◆ Your objective:
Can you rewrite the data below, replacing each "top-level array" with "outer list" and leaving everything else unchanged?
------------
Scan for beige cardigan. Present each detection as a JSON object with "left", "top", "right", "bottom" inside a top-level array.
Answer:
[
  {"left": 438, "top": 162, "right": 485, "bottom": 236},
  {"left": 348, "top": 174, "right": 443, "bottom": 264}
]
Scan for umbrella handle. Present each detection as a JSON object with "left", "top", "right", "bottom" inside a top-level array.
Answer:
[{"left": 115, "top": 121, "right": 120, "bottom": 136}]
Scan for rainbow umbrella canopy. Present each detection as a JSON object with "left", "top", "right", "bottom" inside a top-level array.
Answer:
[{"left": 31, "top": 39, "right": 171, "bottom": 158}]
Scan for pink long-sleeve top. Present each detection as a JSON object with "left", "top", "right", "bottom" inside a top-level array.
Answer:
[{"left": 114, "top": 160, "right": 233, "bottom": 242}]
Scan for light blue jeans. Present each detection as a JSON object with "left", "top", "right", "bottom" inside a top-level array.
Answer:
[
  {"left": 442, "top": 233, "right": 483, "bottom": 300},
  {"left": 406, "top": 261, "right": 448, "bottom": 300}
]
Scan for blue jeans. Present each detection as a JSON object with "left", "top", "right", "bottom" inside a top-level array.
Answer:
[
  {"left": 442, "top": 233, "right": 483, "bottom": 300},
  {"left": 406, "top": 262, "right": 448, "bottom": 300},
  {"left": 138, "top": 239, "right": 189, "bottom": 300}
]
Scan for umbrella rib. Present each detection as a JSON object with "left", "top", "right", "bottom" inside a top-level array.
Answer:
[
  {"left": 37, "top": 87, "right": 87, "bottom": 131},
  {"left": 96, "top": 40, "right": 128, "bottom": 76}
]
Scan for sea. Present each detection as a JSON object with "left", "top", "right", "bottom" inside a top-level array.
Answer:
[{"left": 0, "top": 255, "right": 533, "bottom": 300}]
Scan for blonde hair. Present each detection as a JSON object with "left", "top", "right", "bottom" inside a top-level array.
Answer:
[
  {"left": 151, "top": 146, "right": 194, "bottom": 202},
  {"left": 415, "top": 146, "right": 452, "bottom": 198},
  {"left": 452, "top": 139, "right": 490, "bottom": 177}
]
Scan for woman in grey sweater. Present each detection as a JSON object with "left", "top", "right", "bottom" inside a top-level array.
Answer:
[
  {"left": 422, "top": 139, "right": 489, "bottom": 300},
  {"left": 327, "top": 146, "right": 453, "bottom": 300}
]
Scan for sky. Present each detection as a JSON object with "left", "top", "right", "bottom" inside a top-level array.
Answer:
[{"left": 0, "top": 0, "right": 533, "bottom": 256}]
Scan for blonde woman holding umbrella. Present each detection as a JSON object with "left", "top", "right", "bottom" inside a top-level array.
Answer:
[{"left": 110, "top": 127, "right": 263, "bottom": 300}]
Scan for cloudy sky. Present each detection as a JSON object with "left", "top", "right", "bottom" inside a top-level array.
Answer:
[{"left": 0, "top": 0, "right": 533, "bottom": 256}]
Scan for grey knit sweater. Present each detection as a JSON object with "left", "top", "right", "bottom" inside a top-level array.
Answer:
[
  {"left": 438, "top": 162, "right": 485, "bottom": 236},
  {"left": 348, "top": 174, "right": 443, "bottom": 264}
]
------------
◆ Reply to the task:
Scan for beige cardigan. Present each detection as a JSON object with "left", "top", "right", "bottom" inside a outer list.
Answer:
[
  {"left": 438, "top": 162, "right": 485, "bottom": 236},
  {"left": 348, "top": 174, "right": 443, "bottom": 264}
]
Scan for umbrella handle. Present each detection as a JSON object with "left", "top", "right", "bottom" inside a outer list.
Answer:
[{"left": 115, "top": 121, "right": 120, "bottom": 136}]
Scan for rainbow umbrella canopy. Present each detection as a JSON object with "left", "top", "right", "bottom" inside a outer list.
Answer:
[{"left": 31, "top": 39, "right": 171, "bottom": 158}]
Scan for pink long-sleeve top. Present each detection as a JSON object with "left", "top", "right", "bottom" inside a outer list.
Answer:
[{"left": 114, "top": 160, "right": 233, "bottom": 242}]
Scan for light blue jeans. Present each detection as a JSON object with "left", "top", "right", "bottom" inside a outer list.
Answer:
[
  {"left": 442, "top": 233, "right": 483, "bottom": 300},
  {"left": 406, "top": 261, "right": 448, "bottom": 300}
]
Scan for blue jeans. Present each detection as a JSON object with "left", "top", "right", "bottom" inside a outer list.
Answer:
[
  {"left": 442, "top": 233, "right": 483, "bottom": 300},
  {"left": 406, "top": 262, "right": 448, "bottom": 300},
  {"left": 138, "top": 239, "right": 189, "bottom": 300}
]
Scan for umbrella rib. Present each detection as a JSON object with "left", "top", "right", "bottom" inside a outer list.
Answer:
[
  {"left": 37, "top": 87, "right": 87, "bottom": 131},
  {"left": 96, "top": 40, "right": 128, "bottom": 76}
]
Scan for sea. Present each detection as a JSON object with "left", "top", "right", "bottom" inside a outer list.
Answer:
[{"left": 0, "top": 255, "right": 533, "bottom": 300}]
Scan for blonde hair. Present each detection as a JSON object with "left", "top", "right", "bottom" inside a outer list.
Answer:
[
  {"left": 151, "top": 146, "right": 194, "bottom": 202},
  {"left": 415, "top": 146, "right": 452, "bottom": 198},
  {"left": 452, "top": 139, "right": 490, "bottom": 177}
]
Scan for woman in grey sweater. Present each detection as a JSON object with "left", "top", "right", "bottom" inside a outer list.
Answer:
[
  {"left": 422, "top": 139, "right": 489, "bottom": 300},
  {"left": 327, "top": 146, "right": 453, "bottom": 300}
]
Scan for sky. Present each detection as a JSON object with "left", "top", "right", "bottom" inside a outer list.
Answer:
[{"left": 0, "top": 0, "right": 533, "bottom": 256}]
Scan for blonde woman holding umbrella. Present each detection as a JSON object with "left", "top", "right", "bottom" inside a outer list.
Answer:
[{"left": 110, "top": 127, "right": 263, "bottom": 300}]
Scan for cloudy sky. Present each detection as a JSON object with "left", "top", "right", "bottom" inside a outer list.
Answer:
[{"left": 0, "top": 0, "right": 533, "bottom": 256}]
Scan for grey knit sweater. Present each detection as a JSON object with "left", "top", "right", "bottom" inside a outer list.
Answer:
[
  {"left": 438, "top": 162, "right": 485, "bottom": 236},
  {"left": 348, "top": 174, "right": 443, "bottom": 264}
]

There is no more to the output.